In terms of study population, most studies involved medical residents because burnout syndrome is a serious problem in this population. The pressure of work throughout residency training is quite high, especially because residents are expected to be competent clinicians, educators, and administrators at the end of residency training [15]. Additionally, medical students’ academic lives may be regarded as psychologically hazardous, and the major source of stress is related to academic requirements [27]. A recent meta-analysis found that medical students worldwide suffer from a high prevalence of depression, with an estimated prevalence of 28.0% (24.2–32.1%) [67]. By contrast, before entering medical school, the prevalence of depression among future medical students was only 1.4% to 1.8% [68,69].

────

> [WHAT THE TASK ASKS]
From the text on burnout in medical training, translate into Spanish: "The pressure of work throughout residency training is quite high, especially because residents are expected to be competent clinicians, educators, and administrators at the end of residency training [15]." The data that comes next is not needed for this work.

────

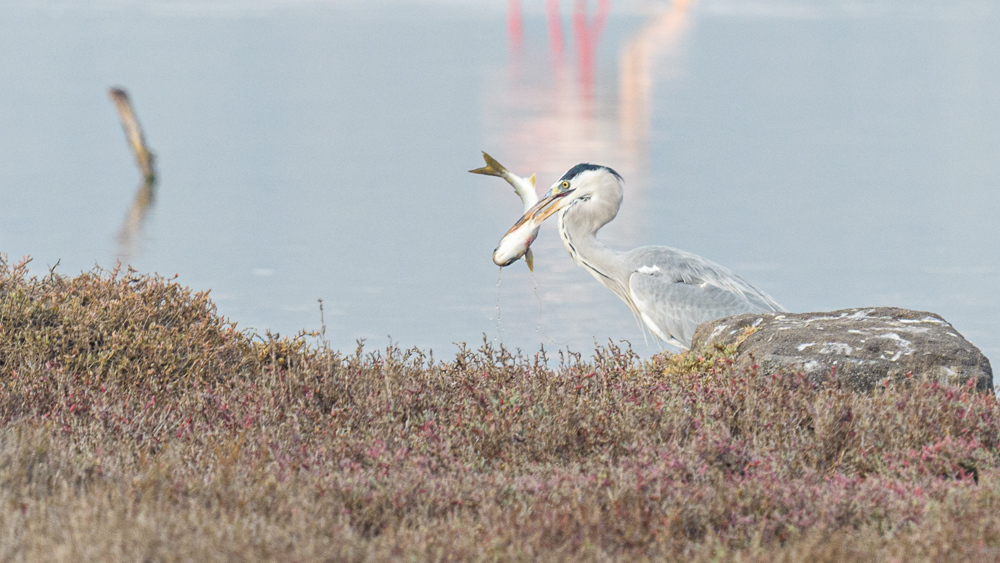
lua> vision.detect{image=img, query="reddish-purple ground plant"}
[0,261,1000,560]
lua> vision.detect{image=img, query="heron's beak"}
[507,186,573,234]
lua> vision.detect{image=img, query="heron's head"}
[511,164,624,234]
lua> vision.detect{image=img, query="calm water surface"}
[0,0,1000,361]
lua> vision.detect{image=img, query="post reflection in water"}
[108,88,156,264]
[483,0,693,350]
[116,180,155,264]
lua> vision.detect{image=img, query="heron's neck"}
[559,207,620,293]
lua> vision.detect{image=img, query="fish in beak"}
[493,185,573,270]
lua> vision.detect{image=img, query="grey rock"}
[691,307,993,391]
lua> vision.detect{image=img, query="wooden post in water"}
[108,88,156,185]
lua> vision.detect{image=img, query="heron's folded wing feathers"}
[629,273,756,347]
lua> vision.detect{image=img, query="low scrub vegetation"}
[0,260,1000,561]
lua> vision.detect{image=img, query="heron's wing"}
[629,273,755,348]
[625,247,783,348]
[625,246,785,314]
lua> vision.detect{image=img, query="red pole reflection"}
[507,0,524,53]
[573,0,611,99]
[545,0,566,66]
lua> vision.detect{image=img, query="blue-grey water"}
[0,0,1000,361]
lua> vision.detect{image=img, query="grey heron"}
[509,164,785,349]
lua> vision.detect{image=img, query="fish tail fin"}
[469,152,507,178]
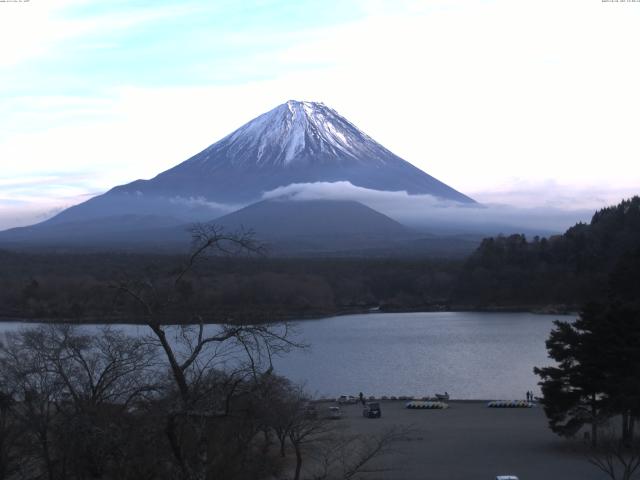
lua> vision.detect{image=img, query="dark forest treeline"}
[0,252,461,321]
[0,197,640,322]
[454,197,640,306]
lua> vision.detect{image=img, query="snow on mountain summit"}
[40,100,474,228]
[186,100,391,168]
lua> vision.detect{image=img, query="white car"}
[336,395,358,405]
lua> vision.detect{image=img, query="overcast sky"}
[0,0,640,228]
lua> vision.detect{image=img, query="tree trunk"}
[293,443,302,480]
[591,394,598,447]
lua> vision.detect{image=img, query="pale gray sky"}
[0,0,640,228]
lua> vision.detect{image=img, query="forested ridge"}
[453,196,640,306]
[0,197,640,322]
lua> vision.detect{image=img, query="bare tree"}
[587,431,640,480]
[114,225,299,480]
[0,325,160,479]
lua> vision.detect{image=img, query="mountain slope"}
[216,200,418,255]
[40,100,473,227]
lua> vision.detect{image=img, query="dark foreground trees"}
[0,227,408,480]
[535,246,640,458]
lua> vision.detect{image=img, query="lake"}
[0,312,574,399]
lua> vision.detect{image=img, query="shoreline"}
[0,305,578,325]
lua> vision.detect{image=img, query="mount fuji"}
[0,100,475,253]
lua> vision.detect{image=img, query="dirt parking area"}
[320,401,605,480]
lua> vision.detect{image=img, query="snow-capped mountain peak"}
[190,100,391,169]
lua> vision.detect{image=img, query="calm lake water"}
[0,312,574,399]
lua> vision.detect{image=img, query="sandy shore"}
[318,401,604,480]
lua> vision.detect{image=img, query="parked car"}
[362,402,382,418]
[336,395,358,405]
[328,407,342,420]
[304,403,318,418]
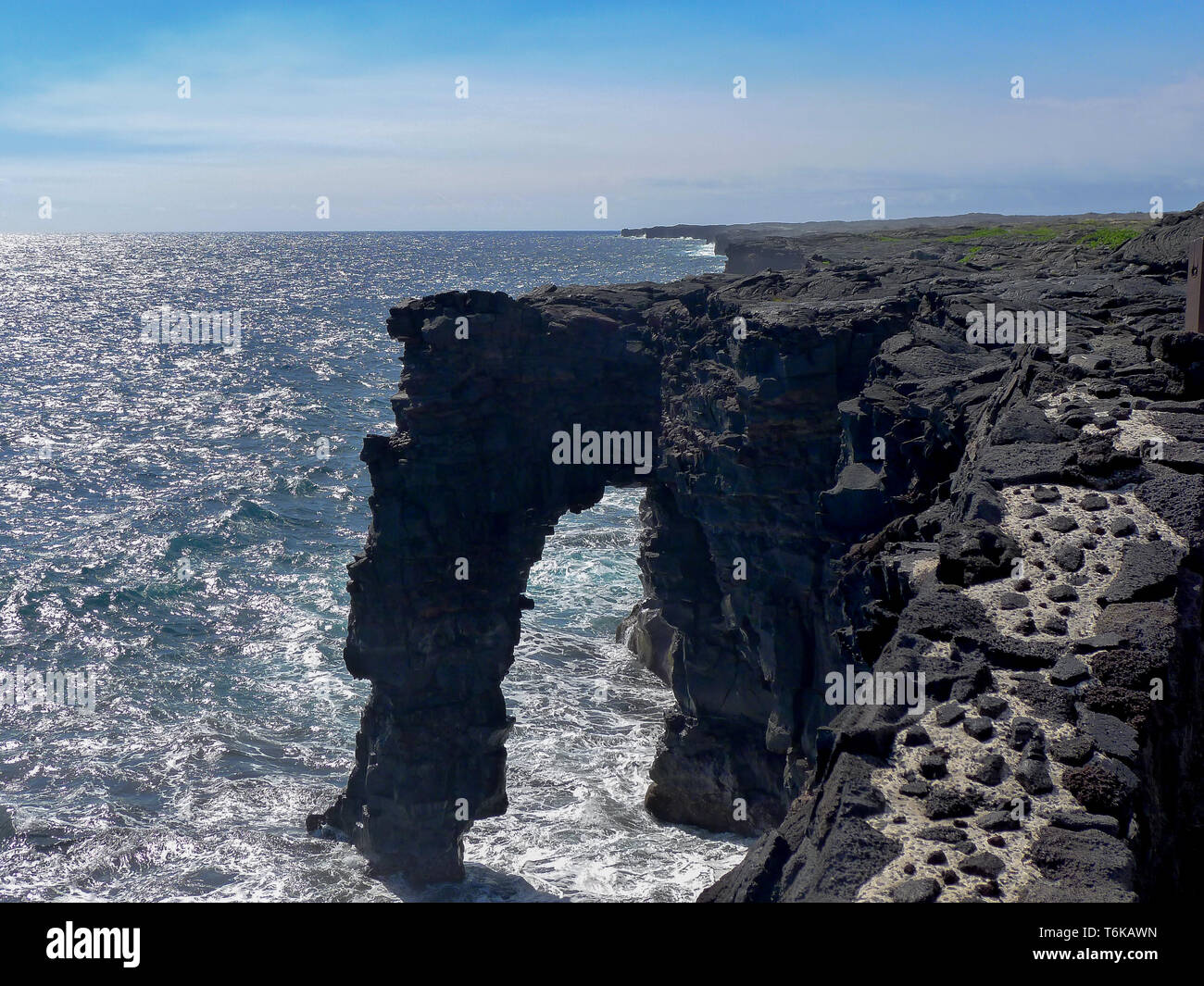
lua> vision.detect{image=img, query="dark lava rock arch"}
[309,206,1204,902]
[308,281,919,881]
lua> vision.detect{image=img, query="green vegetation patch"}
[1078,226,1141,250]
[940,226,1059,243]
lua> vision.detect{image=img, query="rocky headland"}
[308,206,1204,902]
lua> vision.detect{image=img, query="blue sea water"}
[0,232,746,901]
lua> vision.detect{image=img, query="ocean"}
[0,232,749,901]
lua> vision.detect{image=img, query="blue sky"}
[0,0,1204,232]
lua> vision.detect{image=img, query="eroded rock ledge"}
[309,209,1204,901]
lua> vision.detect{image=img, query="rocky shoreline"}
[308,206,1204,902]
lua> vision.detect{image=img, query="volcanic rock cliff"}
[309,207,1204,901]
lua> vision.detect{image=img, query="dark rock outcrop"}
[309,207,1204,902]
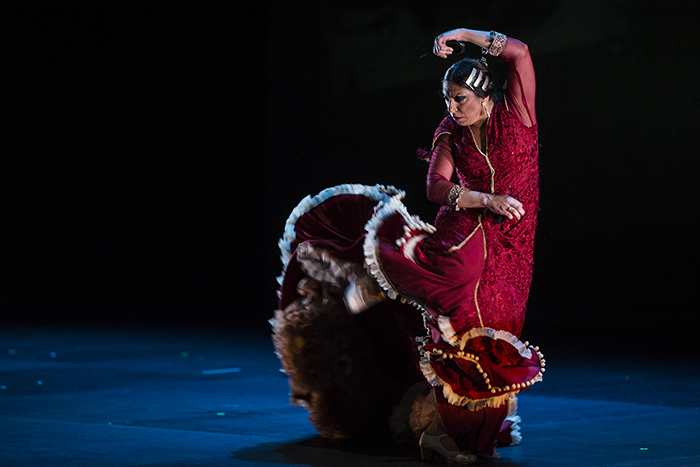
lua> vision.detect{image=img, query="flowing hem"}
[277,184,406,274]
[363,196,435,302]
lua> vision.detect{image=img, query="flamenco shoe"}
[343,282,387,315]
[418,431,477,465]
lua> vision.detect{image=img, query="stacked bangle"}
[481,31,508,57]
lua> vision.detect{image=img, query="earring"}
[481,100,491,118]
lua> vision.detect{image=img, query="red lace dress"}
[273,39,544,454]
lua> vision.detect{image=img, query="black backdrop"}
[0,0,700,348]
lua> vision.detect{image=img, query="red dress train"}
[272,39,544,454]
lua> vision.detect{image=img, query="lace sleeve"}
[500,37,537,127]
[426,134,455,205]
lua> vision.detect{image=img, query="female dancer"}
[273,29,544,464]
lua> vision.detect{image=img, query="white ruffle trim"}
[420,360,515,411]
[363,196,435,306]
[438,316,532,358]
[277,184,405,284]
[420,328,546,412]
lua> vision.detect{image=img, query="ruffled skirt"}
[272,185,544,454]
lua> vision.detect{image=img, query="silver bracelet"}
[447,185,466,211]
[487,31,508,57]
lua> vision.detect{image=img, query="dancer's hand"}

────

> [EXERCISE OUTPUT]
La presión laboral durante toda la formación de residencia es bastante alta, sobre todo porque se espera que los residentes sean clínicos, educadores y administradores competentes al final de la formación de residencia [15].